══ EXCERPT PROVIDED ══

"""
Noisy state builder for block-AR SAD training.

Noising levels per token (uniformly sampled):
  0        = clean  (keep leaf embedding)
  1..L-1   = ancestor level l (sample from LUT, use learnable ancestor embedding)
  L        = mask token

AncestorTable provides:
  - Fixed LUT (indices + probs): which ancestor cluster each token maps to
  - Learnable ancestor embeddings: the actual embedding used as noisy input
"""

from typing import List, Optional, Tuple

import torch
import torch.nn as nn

from src.diffusion.ancestor_table import AncestorTable


class NoisyStateBuilder(nn.Module):
    """
    Builds noisy embeddings for vectorized block-AR training.

    Args:
        vocab_size:    V
        mask_token_id: id of [MASK] in the leaf vocabulary
        temp:          kept for API compat, unused (temp is baked into LUT probs)
        top_k_per_level: kept for API compat, unused
    """

    def __init__(
        self,
        vocab_size: int,
        mask_token_id: int,
        temp: float = 1.0,
        top_k_per_level: Optional[List[int]] = None,
        use_soft_expected: bool = True,
    ):
        super().__init__()

═══
══ DATASET EXTRACT ══

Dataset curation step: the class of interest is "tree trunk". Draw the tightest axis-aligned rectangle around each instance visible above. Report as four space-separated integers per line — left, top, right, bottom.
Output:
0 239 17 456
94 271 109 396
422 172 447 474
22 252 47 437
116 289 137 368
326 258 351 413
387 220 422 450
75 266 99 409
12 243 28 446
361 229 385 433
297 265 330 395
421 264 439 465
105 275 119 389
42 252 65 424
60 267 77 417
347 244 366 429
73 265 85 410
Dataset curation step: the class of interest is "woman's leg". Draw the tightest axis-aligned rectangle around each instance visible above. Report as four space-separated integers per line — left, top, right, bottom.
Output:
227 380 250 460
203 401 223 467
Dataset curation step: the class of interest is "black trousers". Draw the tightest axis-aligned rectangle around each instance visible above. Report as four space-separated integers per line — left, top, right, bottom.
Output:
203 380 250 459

═══
══ DATASET EXTRACT ══

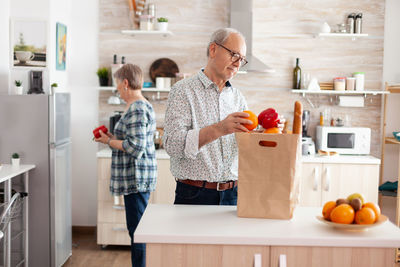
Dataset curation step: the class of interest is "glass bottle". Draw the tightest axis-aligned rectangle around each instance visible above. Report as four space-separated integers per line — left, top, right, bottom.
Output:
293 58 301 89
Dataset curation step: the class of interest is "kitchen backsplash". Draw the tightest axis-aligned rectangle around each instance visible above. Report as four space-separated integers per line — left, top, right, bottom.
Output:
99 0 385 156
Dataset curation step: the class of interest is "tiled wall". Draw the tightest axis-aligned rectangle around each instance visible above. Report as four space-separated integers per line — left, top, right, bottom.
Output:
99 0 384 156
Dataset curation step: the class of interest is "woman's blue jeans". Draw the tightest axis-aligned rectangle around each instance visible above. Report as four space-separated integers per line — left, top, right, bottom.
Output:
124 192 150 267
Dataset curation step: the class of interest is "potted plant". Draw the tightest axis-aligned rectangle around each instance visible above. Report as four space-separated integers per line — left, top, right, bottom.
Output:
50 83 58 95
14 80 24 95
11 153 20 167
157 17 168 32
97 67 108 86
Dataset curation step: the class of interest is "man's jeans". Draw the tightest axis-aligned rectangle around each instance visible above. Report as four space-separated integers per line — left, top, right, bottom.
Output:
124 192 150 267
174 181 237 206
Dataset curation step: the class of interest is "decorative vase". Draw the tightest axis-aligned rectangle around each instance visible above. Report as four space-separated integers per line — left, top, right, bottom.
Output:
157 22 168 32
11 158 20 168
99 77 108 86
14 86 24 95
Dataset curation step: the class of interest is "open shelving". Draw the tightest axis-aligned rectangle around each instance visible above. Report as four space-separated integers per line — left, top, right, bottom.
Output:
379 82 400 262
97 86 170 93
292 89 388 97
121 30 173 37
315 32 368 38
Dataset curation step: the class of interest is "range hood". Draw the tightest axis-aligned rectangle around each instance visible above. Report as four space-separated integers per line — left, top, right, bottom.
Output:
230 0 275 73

═══

— TO-DO LIST —
[a] Summarize the noisy state builder code in two sentences.
[b] List every parameter, other than self, that the __init__ method of the noisy state builder code accepts.
[c] Transcribe the noisy state builder code from "Builds noisy embeddings" down to "into LUT probs)".

— ANSWERS IN ORDER —
[a] The code defines a NoisyStateBuilder module that builds noisy embeddings for vectorized block-AR SAD training. Each token gets a uniformly sampled noising level: 0 keeps the clean leaf embedding, levels 1 through L-1 sample from a lookup table and use a learnable ancestor embedding, and level L is the mask token.

[b] vocab_size, mask_token_id, temp, top_k_per_level, use_soft_expected

[c]
Builds noisy embeddings for vectorized block-AR training.

    Args:
        vocab_size:    V
        mask_token_id: id of [MASK] in the leaf vocabulary
        temp:          kept for API compat, unused (temp is baked into LUT probs)